§ INFORMATION SUPPLIED:

-- begin --

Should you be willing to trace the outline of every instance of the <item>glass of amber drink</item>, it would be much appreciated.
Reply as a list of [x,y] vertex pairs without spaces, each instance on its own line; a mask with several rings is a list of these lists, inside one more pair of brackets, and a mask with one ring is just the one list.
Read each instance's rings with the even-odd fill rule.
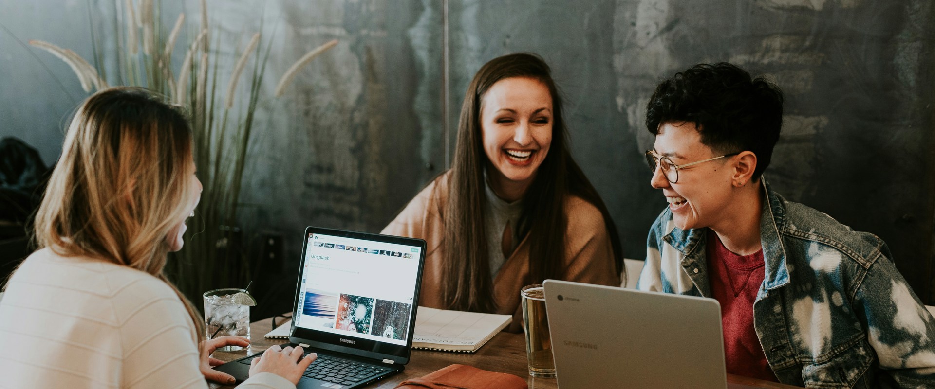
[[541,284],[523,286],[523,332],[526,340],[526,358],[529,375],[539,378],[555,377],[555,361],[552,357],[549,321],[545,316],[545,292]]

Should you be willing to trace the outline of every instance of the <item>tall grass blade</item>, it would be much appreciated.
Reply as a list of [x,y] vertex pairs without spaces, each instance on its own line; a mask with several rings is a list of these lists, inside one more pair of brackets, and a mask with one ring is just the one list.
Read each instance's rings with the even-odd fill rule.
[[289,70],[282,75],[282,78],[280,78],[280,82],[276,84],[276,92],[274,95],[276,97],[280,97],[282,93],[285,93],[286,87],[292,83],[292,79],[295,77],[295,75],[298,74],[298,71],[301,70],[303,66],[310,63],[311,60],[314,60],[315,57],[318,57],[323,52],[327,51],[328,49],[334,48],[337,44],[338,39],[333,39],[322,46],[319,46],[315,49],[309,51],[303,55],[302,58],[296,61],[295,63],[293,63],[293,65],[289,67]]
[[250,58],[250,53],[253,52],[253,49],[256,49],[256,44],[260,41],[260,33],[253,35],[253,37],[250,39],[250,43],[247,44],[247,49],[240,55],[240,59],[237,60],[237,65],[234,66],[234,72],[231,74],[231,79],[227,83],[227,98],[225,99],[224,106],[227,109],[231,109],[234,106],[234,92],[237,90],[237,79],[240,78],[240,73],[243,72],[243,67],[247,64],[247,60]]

-- end --

§ WHAT THE TASK REQUIRES:
Rewrite the listing with "vertex pairs" replaced by "coordinate pairs" and everything else unchanged. Leave the pictures out of your answer.

§ EXERCISE RESULT:
Should you be willing to trace the outline of every instance of the <item>glass of amber drink</item>, it would be much appreciated.
Reply as a list of [x,y] coordinate pairs without spaces, each instance on its own line; a mask with several rings is a list of these lists, inside one more pair of brackets, and a mask with one ring is just the one list.
Read each instance's rings with the even-odd fill rule.
[[541,284],[523,286],[523,332],[526,340],[526,358],[529,375],[539,378],[555,377],[555,361],[552,357],[549,321],[545,316],[545,292]]

Should you be willing to trace the outline of every instance of the <item>tall grass blade</item>, it would be much appreciated.
Reply as a list of [x,y] coordinate pairs without spaces, each instance on its own line; a mask with several rings is a list of these lists, inside one more pair of brackets, and a mask with one ring is just the one list.
Read each instance's rings with the even-odd fill rule.
[[289,70],[282,75],[282,78],[280,78],[280,82],[276,84],[276,92],[274,95],[276,97],[280,97],[282,93],[285,93],[286,87],[292,83],[292,79],[295,77],[295,75],[298,74],[298,71],[301,70],[303,66],[310,63],[311,60],[314,60],[315,57],[318,57],[323,52],[327,51],[328,49],[334,48],[337,44],[338,39],[333,39],[322,46],[319,46],[315,49],[309,51],[303,55],[302,58],[296,61],[295,63],[293,63],[293,65],[289,67]]
[[250,58],[250,53],[253,52],[253,49],[256,49],[256,44],[260,41],[260,33],[253,35],[253,37],[250,39],[250,43],[247,44],[247,49],[240,55],[240,59],[237,60],[237,65],[234,66],[234,72],[231,74],[231,79],[227,83],[227,98],[225,99],[224,106],[227,109],[231,109],[234,106],[234,92],[237,90],[237,79],[240,78],[240,73],[243,72],[243,67],[247,64],[247,60]]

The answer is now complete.